__Text passage__.
========

Accordingly, what is desired to be secured by Letters Patent of the United States is the invention as defined and differentiated in the following claims:
1. An annular disk side plate comprising:
a centerline about which the annular disk side plate is circumscribed,
an annular plate hub,
an annular plate shaft extension extending axially forward from said plate hub,
a plate web extending radially outwardly from said plate hub,
a plate rim extending radially outwardly from said plate web,
at least one annular sealing ridge extending axially aftwardly from said plate rim,
an anti-rotation means for preventing rotation of said side plate, said anti-rotation means located on said plate shaft extension, and
cooling air holes disposed through said side plate.
2. An annular disk side plate as claimed in claim 1, wherein said holes extend axially through said plate web.
3. An annular disk side plate as claimed in claim 2, wherein said anti-rotation means includes a circumferential row of radially extending circumferentially spaced apart tabs.
4. An annular disk side plate as claimed in claim 2, further comprising:
a radially inner most inner cylindrical surface of said plate shaft extension,
an outer cylindrical surface of said plate shaft extension that is spaced radially outwardly of said inner cylindrical surface, and
said plate shaft extension having an axial attenuation length L that is at least equal to 1.25 times the square root of a product of an attenuation radius R measured from a midline about half way through a shaft wall thickness T of said plate shaft extension to said centerline and said shaft wall thickness T.
5. An annular disk side plate as claimed in claim 4 further comprising a recess extending axially aftwardly into said plate hub and having a radially outer rabbet joint corner.
6. An annular disk side plate as claimed in claim 5 further comprising a radially outwardly extending annular ridge located directly between said plate shaft extension and said recess.
7. An annular disk side plate as claimed in claim 6 further comprising two axially aftwardly extending annular sealing ridges.
8. An annular disk side plate as claimed in claim 1, wherein said plate rim is canted aftwardly from said plate web.
9. A rotor assembly comprising:
an annular disk comprising a disk hub, an annular disk shaft extension extending axially forward from said disk hub, a disk web extending radially outwardly from said disk hub, a disk rim extending radially outwardly from said disk web, a plurality of rotor blades mounted in and extending radially outwardly from said disk rim, a forward facing seal face on said disk rim;
an annular disk side plate mounted on an annular forward facing side of said disk, said side plate comprising an annular plate hub, an annular plate shaft extension extending axially forward from said plate hub, a plate web extending radially outwardly from said plate hub, a plate rim extending radially outwardly from said plate web, at least one annular sealing ridge extending aftwardly from said plate rim, an anti-rotation means for preventing rotation of said side plate, and cooling air holes disposed through said side plate;
said plate shaft extension mounted on said disk shaft extension, and
a pre-loading means for pre-loading said side plate in compression against disk and sealing said annular sealing ridge against said seal face by axially securing said plate shaft extension to said disk shaft extension.

========

__Things to do__.
1) Print the passage of the disk side plate claims from "2. An annular" to "wall thickness T.".
2) Answer these questions from the disk side plate claims:
(a) According to claim 3, what does the anti-rotation means include?
(b) According to claim 8, how is the plate rim positioned relative to the plate web?
(c) How many axially aftwardly extending annular sealing ridges does claim 7 add?
3) Continue the disk side plate claims from the point where they stop.

========

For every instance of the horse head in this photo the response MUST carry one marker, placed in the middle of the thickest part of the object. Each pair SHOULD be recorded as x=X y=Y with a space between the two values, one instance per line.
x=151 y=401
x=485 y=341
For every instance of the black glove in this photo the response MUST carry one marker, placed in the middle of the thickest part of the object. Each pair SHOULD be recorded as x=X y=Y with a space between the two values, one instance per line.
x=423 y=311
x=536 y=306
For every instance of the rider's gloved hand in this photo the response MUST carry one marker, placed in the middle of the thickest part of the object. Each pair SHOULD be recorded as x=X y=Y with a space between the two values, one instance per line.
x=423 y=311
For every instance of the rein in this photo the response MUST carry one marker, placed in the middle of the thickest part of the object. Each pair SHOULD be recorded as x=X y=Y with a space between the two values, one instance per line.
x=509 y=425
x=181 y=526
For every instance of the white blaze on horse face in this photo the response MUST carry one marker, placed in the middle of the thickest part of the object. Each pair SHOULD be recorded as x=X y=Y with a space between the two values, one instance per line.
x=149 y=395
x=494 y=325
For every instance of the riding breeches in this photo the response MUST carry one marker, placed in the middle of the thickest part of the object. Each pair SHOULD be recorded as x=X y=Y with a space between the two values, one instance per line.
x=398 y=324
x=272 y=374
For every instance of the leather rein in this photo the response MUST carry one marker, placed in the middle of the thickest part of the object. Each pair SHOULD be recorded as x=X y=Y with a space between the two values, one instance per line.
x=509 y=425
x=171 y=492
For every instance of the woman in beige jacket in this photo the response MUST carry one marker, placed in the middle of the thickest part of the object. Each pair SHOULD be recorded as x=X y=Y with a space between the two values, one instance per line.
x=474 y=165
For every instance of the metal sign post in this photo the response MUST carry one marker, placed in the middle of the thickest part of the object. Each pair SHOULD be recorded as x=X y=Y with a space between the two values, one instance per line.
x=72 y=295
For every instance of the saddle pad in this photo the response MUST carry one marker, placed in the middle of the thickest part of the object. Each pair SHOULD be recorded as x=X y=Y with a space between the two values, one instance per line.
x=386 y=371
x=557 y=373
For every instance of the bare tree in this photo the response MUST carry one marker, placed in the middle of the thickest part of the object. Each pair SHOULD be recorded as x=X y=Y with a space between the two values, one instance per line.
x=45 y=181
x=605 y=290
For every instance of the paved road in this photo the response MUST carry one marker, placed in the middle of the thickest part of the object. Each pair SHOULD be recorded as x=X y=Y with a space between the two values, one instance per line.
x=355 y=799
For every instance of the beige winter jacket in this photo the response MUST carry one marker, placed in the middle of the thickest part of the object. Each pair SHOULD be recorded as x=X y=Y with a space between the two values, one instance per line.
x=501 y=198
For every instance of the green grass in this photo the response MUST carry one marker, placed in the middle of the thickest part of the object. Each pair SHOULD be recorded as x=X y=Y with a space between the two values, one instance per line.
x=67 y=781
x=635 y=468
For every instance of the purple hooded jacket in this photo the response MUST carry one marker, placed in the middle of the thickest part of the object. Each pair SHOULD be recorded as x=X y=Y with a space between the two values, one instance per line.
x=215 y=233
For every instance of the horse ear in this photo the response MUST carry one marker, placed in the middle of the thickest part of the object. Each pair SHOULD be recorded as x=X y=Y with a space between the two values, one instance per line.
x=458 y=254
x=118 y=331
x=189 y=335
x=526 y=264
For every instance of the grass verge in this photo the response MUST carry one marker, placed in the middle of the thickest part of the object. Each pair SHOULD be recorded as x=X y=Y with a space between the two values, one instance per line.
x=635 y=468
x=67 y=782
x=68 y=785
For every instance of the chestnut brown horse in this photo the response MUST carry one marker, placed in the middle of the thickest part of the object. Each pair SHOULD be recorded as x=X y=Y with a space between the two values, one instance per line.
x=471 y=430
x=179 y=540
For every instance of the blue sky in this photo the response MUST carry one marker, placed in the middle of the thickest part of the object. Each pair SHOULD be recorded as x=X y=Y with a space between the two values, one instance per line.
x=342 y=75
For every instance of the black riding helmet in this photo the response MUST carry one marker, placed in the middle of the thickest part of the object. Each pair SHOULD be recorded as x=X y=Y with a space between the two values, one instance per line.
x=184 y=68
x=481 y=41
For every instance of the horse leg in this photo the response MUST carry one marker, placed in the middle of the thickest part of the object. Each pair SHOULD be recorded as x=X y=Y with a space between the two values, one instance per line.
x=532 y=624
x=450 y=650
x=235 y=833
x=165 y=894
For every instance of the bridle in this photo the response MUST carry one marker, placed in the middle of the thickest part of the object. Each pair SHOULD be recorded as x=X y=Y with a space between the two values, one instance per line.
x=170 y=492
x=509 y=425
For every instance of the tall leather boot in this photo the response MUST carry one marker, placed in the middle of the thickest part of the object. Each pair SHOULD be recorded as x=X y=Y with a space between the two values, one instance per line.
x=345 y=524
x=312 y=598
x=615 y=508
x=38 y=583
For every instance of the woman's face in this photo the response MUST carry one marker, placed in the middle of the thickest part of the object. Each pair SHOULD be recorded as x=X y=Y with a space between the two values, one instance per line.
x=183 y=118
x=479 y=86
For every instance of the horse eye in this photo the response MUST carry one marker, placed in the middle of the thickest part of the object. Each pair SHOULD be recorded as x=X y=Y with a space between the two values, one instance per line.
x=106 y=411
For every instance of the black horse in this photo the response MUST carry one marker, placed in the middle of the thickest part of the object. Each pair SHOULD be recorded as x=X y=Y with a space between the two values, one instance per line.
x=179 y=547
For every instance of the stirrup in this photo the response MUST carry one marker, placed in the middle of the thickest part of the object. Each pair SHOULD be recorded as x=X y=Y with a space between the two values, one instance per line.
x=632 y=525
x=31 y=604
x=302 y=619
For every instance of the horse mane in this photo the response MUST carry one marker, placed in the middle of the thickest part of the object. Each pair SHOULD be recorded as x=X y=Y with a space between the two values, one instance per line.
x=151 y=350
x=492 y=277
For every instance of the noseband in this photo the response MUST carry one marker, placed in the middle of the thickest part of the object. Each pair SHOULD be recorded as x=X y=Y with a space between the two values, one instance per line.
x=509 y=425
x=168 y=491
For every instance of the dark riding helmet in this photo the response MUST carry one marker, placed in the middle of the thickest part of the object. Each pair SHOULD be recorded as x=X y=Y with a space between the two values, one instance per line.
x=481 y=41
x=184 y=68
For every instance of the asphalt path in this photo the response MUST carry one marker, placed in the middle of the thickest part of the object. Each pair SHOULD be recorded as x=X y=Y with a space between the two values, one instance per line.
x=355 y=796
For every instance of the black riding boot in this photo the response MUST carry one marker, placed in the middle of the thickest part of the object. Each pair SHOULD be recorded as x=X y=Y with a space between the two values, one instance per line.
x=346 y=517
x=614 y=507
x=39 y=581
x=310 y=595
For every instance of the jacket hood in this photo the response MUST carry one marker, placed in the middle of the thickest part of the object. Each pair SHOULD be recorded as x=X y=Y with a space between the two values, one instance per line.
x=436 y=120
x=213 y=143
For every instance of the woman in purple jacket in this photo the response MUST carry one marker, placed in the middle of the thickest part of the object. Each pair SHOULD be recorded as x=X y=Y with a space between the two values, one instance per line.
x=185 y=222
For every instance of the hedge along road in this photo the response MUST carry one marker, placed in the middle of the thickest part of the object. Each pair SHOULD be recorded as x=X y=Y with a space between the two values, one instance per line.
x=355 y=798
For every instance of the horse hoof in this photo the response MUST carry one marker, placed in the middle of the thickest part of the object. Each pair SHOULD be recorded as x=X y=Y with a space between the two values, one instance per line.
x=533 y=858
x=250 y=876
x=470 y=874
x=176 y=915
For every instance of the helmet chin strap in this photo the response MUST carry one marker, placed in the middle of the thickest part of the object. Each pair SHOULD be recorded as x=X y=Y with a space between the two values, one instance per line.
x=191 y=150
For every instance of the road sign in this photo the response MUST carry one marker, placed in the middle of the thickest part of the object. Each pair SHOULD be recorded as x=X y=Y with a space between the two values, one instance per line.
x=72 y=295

========

__Expected answers__.
1)
2. An annular disk side plate as claimed in claim 1, wherein said holes extend axially through said plate web.
3. An annular disk side plate as claimed in claim 2, wherein said anti-rotation means includes a circumferential row of radially extending circumferentially spaced apart tabs.
4. An annular disk side plate as claimed in claim 2, further comprising:
a radially inner most inner cylindrical surface of said plate shaft extension,
an outer cylindrical surface of said plate shaft extension that is spaced radially outwardly of said inner cylindrical surface, and
said plate shaft extension having an axial attenuation length L that is at least equal to 1.25 times the square root of a product of an attenuation radius R measured from a midline about half way through a shaft wall thickness T of said plate shaft extension to said centerline and said shaft wall thickness T.

2)
(a) A circumferential row of radially extending, circumferentially spaced apart tabs.
(b) It is canted aftwardly from the plate web.
(c) Two.

3)
10. A rotor assembly as claimed in claim 9 wherein said pre-loading means includes an annular groove in a radially outer surface of said disk shaft extension, a ring disposed in said groove, said ring axially engaging said groove and said plate shaft extension.
11. A rotor assembly as claimed in claim 10 wherein said anti-rotation means is disposed on said plate and disk shaft extensions.
12. A rotor assembly as claimed in claim 11 wherein said anti-rotation means includes:
a plurality of first tabs depending radially inwardly from and circumferentially disposed around said plate shaft extension,
a plurality of second tabs depending radially outwardly from and circumferentially disposed around said disk shaft extension,
first tab spaces between said first tabs, and
second tab spaces between said second tabs
wherein said first and second tabs are circumferentially interdigitated such that said first tabs are disposed in said second tab spaces and said second tabs are disposed in said first tab spaces.
13. A rotor assembly as claimed in claim 12 wherein said ring axially engages an aftwardly facing surface of said groove and axially engages a forwardly facing surface of said plate shaft extension.
14. A rotor assembly as claimed in claim 10 further comprising an annular collar member circumferentially disposed around said plate shaft extension and having a radially inwardly depending flange forming an annular corner around said ring disposed in said groove.
15. A rotor assembly as claimed in claim 14 further comprising:
a recess extending axially aftwardly into said plate hub and having a radially outer rabbet joint corner,
a radially outwardly extending annular flange at an aft end of said annular collar member, and
said radially outwardly extending annular flange disposed in said recess forming a rabbet joint with said radially outer rabbet joint corner.
16. A rotor assembly as claimed in claim 14 wherein said annular collar member is a seal runner having at least one annular seal land disposed around said seal runner.
17. A rotor assembly as claimed in claim 16 wherein said anti-rotation means is disposed on said plate and disk shaft extensions.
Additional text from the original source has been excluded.